### Excerpt to read

***

Let’s read the entire chapter together.
READ NUMBERS CHAPTER 6 all
In the first couple of verses we discover the first important attribute of a Nazarite: one becomes a Nazarite by taking a vow. The second important attribute is that both men AND women could become Nazarites. But I’ll tell you now that as often happens in the Bible things change over the years. The office of the Nazarite, who could be one, how long of term a person could remain a Nazarite, what their obligations and duties were, and so on, evolved over the centuries.
Let me use that comment as a reminder that while what we read in the Bible is the truth, that doesn’t mean that everything that happens in it is God-approved. For instance we read of the Israelites building a Golden Calf, and then worshipping it. The story is true: but did God approve of this? Of course not. It wasn’t a Godly thing being dealt with in the Golden Calf fiasco. Now, that particular apostasy was spoken of in the Scripture as wrong, and terrible consequences were meted out to those who participated in the making and worshipping of the Bull idol, so it’s not tough for any reader to know that evil was occurring. At other times in the Word however we’ll read about some event, but little or no mention is given as to whether this was necessarily a good thing or bad that went on. We’re left to discern whether it was good or bad according to our understanding of the Torah…….an understanding that we’re supposed to already possess. In other words, it is assumed from our knowing God and His commandments, and from our reading the context of the story, whether the point of the story is to commend a good act, or to decry a bad one.
So what a Nazarite was and what a Nazarite did was not the same a few hundred years after it’s establishment as it was when given to Moses; and what we read here in Numbers doesn’t really match the way a Nazarite operated in Sampson’s day, nor later in Samuel’s day, nor later still in St. Paul’s day. That is NOT because God changed things…….it’s because MEN changed things.

***

Dataset excerpts on object pointing:
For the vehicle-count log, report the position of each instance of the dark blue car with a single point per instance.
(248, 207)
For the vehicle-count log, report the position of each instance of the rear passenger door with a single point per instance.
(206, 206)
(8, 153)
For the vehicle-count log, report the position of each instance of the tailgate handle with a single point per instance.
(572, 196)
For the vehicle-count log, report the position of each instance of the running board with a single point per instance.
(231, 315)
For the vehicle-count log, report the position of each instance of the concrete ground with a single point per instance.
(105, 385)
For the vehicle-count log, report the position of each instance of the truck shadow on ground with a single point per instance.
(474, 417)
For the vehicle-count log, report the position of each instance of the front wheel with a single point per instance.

***

### Task list
1 > Write out the part of the passage about Nazarites between "READ NUMBERS CHAPTER" and "over the centuries.", inclusive.
2 > Answer these questions using the passage about Nazarites:
(a) How does a person become a Nazarite?
(b) What did the Israelites build and then worship?
(c) Who changed what a Nazarite was and did?
3 > Decide whether each statement agrees with the passage about Nazarites. Answer yes or no and quote the words that settle it.
(a) Only men could become Nazarites.
(b) Everything that happens in the Bible is God-approved.
(c) The way a Nazarite operated in Samuel's day doesn't really match what is read in Numbers.

### Outputs by task
1 >
READ NUMBERS CHAPTER 6 all
In the first couple of verses we discover the first important attribute of a Nazarite: one becomes a Nazarite by taking a vow. The second important attribute is that both men AND women could become Nazarites. But I’ll tell you now that as often happens in the Bible things change over the years. The office of the Nazarite, who could be one, how long of term a person could remain a Nazarite, what their obligations and duties were, and so on, evolved over the centuries.

2 >
(a) By taking a vow.
(b) A Golden Calf.
(c) Men.

3 >
(a) No: "both men AND women could become Nazarites."
(b) No: "that doesn’t mean that everything that happens in it is God-approved."
(c) Yes: "what we read here in Numbers doesn’t really match the way a Nazarite operated in Sampson’s day, nor later in Samuel’s day"